Texto proporcionado —
------------------------------------------------------------

Henri Bergson acuñó el concepto
de sociedad abierta para referirse a
todas las democracias fundadas en estados de derecho. Con el tiempo, Russell y
sobre todo Popper, le dieron un significado más profundo, especialmente el
segundo de ellos, a través de su influyente obra La Sociedad Abierta y sus Enemigos, que pese a los años
transcurridos desde su publicación, resulta una lectura sumamente recomendable
hoy en día, sobre todo por la deriva que están tomando las sociedades del mundo
occidental.
Las sociedades abiertas se
caracterizan por tener su fundamento íntimo en los derechos y libertades
civiles, en que sus sistemas políticos y de gobierno son transparentes,
tolerantes y flexibles. Y en que sus leyes, más que centrarse en las
restricciones, son normas de carácter positivo y alentador.
La sociedad abierta tuvo durante
muchos años dos enemigos externos muy definidos: el comunismo y el fascismo,
encarnados en gobiernos autoritarios, típicos representantes de la aspiración a
una sociedad cerrada. Una sociedad
que se fundamenta en el anatema del libre pensamiento, en la restricción de la
libertad de acción y en la negación de la libertad individual (incluso en la
esfera íntima). Los regímenes autoritarios son regímenes prohibicionistas e
intolerantes, y de ahí la innegable superioridad que otorgaba Popper a las
democracias occidentales, cuyo máximo exponente de progreso, creatividad y
libertad era la sociedad norteamericana de posguerra.
Con la decadencia de los
regímenes fascistoides del hemisferio occidental y la caída del muro de Berlín,
la sociedad abierta se quedó sin enemigos exteriores. Es entonces, cuando a la
luz del pensamiento neoconservador, especialmente alimentado por el atentado de
las Torres Gemelas y la pujanza del terrorismo internacional, así como por el
devastador impacto sobre la libertad individual de las medidas adoptadas por
los gobiernos para controlar la guerra desatada por Al Qaeda y sus colaboradores,
cunado el enemigo de la sociedad abierta pasa a ser un enemigo interior: el
propio ciudadano puede ser ese agente destructor del orden y la paz social.

------------------------------------------------------------

Datos proporcionados —
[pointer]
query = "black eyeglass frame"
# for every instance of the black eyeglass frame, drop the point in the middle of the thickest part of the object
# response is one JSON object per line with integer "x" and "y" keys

------------------------------------------------------------

Tareas requeridas —
a. Extrae sin cambiar nada el fragmento del texto sobre la sociedad abierta que empieza con las palabras que contienen "Henri Bergson acuñó" y termina con "positivo y alentador.".
b. Según el texto sobre la sociedad abierta, ¿cuáles fueron durante muchos años sus dos enemigos externos?

Respuestas finales —
a.
Henri Bergson acuñó el concepto
de sociedad abierta para referirse a
todas las democracias fundadas en estados de derecho. Con el tiempo, Russell y
sobre todo Popper, le dieron un significado más profundo, especialmente el
segundo de ellos, a través de su influyente obra La Sociedad Abierta y sus Enemigos, que pese a los años
transcurridos desde su publicación, resulta una lectura sumamente recomendable
hoy en día, sobre todo por la deriva que están tomando las sociedades del mundo
occidental.
Las sociedades abiertas se
caracterizan por tener su fundamento íntimo en los derechos y libertades
civiles, en que sus sistemas políticos y de gobierno son transparentes,
tolerantes y flexibles. Y en que sus leyes, más que centrarse en las
restricciones, son normas de carácter positivo y alentador.

b. El comunismo y el fascismo.